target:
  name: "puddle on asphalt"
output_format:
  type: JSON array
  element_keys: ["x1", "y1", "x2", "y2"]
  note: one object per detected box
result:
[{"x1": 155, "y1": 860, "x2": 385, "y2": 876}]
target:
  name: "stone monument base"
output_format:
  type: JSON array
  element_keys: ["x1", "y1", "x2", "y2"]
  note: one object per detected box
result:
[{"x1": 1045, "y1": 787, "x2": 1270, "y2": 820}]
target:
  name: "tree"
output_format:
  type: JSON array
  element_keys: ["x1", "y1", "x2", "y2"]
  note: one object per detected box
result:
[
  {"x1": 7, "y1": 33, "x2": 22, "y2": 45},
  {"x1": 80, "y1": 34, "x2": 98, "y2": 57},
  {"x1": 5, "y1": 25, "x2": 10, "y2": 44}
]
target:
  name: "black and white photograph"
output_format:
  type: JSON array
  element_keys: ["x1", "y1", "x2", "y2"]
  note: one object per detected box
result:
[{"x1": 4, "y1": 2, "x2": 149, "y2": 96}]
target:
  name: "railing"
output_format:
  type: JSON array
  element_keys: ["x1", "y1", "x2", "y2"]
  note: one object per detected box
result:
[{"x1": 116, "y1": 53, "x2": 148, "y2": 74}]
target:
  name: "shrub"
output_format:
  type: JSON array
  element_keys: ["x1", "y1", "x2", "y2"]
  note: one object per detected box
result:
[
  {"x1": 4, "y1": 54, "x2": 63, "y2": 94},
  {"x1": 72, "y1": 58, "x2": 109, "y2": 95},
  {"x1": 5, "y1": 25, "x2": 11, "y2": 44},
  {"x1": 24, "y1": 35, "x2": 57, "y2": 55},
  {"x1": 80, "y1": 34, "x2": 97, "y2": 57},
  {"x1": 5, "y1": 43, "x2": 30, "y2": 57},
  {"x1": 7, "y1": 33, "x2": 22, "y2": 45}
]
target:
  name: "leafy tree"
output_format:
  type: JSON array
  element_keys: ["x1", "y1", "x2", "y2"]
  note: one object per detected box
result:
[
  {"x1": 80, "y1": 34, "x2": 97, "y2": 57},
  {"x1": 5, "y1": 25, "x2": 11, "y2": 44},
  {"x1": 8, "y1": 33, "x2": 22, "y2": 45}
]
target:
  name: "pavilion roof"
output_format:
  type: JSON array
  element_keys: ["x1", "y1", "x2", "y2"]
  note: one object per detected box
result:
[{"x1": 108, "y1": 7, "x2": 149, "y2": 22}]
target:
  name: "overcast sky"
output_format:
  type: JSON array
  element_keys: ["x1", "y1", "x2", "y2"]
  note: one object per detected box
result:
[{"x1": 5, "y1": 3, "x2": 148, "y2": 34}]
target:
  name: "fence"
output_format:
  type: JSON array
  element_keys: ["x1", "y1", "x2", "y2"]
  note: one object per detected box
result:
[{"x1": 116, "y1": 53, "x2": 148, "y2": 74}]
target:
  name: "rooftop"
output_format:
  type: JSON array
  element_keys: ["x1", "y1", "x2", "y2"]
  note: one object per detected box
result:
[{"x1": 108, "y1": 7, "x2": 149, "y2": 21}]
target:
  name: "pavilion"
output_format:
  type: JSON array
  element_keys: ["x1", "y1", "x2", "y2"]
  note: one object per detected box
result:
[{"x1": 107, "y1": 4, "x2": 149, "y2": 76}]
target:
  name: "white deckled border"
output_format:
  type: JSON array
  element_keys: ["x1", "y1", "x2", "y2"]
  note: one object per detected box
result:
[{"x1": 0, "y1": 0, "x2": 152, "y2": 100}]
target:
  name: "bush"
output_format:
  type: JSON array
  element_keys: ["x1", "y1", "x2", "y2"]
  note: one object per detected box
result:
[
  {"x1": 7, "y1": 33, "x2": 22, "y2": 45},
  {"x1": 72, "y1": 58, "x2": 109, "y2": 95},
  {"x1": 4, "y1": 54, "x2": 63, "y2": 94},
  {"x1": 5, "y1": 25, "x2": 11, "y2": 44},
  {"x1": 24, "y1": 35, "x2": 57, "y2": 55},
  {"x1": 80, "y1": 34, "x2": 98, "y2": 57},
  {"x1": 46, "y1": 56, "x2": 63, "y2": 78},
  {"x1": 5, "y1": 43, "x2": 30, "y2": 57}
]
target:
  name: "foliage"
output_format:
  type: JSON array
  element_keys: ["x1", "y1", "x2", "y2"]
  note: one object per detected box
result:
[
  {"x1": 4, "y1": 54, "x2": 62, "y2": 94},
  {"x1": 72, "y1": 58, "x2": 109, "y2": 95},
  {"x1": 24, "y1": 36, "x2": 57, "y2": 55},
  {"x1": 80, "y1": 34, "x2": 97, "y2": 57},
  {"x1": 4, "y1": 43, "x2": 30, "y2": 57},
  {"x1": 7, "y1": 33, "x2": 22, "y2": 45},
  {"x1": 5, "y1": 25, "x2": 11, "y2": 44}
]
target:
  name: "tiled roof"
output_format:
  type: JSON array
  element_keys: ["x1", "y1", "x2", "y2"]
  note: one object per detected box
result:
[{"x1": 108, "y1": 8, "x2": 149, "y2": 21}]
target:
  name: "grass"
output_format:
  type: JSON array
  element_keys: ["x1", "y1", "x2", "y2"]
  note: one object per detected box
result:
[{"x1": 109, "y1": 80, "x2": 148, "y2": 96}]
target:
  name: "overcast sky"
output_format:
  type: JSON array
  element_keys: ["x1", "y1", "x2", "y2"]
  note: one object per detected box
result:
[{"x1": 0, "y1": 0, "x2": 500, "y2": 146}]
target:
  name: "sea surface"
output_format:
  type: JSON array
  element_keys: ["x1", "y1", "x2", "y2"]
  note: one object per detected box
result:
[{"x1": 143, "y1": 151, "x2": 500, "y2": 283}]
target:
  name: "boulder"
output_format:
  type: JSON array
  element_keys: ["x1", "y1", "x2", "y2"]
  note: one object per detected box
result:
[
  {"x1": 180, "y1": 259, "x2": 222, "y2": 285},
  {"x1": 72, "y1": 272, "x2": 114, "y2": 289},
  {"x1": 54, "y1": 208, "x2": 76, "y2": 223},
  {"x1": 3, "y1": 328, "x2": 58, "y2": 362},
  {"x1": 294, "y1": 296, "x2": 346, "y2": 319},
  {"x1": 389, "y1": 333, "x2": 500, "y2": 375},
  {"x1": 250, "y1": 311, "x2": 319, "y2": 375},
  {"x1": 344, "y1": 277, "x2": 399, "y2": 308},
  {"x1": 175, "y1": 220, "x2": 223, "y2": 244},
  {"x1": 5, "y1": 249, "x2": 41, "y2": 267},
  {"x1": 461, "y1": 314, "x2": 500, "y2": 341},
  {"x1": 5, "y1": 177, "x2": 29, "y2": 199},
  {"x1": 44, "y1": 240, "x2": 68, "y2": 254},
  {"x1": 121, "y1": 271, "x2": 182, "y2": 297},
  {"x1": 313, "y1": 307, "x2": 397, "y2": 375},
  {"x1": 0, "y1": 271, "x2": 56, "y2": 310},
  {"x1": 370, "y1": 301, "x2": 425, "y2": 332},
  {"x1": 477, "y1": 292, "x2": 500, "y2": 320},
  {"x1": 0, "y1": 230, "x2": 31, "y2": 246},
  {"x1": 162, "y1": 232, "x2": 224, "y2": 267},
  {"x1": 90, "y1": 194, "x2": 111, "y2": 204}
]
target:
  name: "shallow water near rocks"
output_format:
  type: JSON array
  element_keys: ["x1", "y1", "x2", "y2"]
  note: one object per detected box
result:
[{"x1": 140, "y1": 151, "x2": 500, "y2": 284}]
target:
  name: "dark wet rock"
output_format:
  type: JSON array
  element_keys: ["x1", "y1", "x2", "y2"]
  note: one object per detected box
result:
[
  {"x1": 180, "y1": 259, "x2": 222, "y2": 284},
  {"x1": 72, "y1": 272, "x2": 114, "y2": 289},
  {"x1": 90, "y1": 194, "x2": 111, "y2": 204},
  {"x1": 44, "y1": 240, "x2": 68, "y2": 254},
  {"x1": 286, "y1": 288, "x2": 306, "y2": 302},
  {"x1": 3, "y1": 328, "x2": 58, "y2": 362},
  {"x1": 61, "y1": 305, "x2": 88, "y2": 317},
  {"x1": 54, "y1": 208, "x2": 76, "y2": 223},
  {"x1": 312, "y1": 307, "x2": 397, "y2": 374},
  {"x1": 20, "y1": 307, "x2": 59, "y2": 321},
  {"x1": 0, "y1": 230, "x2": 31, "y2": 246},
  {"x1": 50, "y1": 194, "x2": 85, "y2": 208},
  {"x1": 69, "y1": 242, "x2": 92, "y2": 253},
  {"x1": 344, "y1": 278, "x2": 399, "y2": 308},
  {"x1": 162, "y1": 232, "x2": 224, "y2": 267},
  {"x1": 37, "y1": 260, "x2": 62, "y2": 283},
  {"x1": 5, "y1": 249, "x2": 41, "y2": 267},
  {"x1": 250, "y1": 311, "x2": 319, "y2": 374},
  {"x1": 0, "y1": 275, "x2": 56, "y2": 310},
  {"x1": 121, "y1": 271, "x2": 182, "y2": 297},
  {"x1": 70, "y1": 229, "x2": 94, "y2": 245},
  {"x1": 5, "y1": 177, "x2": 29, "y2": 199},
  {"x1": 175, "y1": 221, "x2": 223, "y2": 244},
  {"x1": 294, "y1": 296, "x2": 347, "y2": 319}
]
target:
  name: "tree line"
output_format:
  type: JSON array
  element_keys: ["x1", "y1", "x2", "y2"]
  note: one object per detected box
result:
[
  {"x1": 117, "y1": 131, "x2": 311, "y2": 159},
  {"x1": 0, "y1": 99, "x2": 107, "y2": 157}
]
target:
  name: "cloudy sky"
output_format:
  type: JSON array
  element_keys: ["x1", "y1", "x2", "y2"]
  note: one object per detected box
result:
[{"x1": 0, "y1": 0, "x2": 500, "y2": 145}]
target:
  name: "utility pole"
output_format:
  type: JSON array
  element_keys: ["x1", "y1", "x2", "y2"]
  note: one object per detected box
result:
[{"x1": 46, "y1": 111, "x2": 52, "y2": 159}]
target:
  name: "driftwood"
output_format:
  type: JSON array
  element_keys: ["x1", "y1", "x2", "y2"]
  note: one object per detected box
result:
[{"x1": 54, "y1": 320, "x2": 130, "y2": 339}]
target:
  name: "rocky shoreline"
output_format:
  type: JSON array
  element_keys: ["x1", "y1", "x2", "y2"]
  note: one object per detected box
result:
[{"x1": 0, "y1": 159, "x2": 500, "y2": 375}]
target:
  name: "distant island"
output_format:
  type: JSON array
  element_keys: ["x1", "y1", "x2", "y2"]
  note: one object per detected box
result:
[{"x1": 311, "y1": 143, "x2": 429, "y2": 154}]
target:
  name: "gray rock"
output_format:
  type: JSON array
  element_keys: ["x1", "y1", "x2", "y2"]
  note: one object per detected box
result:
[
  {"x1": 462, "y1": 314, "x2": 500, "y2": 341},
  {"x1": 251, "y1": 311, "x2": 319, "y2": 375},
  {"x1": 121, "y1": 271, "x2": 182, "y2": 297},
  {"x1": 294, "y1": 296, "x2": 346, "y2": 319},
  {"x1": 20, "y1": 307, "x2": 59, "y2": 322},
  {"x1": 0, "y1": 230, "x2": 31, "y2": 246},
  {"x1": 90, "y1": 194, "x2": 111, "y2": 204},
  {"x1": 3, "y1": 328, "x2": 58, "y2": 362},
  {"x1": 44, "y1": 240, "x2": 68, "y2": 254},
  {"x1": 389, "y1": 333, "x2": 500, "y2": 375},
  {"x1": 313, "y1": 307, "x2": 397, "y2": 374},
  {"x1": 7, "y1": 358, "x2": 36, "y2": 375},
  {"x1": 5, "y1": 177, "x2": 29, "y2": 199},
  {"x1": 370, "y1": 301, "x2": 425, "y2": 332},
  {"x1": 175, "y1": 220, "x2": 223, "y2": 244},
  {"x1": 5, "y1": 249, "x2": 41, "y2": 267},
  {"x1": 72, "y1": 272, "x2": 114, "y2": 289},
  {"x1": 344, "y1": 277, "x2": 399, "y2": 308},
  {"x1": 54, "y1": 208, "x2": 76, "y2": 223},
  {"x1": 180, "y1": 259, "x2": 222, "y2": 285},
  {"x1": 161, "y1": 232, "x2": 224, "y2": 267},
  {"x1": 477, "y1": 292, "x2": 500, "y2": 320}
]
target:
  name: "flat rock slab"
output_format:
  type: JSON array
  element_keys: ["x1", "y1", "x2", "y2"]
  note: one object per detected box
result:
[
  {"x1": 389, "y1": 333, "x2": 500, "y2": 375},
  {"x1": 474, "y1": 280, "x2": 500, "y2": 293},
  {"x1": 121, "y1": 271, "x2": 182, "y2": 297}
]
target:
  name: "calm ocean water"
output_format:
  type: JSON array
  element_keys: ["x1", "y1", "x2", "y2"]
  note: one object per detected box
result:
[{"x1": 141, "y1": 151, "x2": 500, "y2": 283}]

> [EXERCISE REQUIREMENTS]
How many lines of the records above contain the word "white"? Case counts; give only the number.

> [EXERCISE ANSWER]
2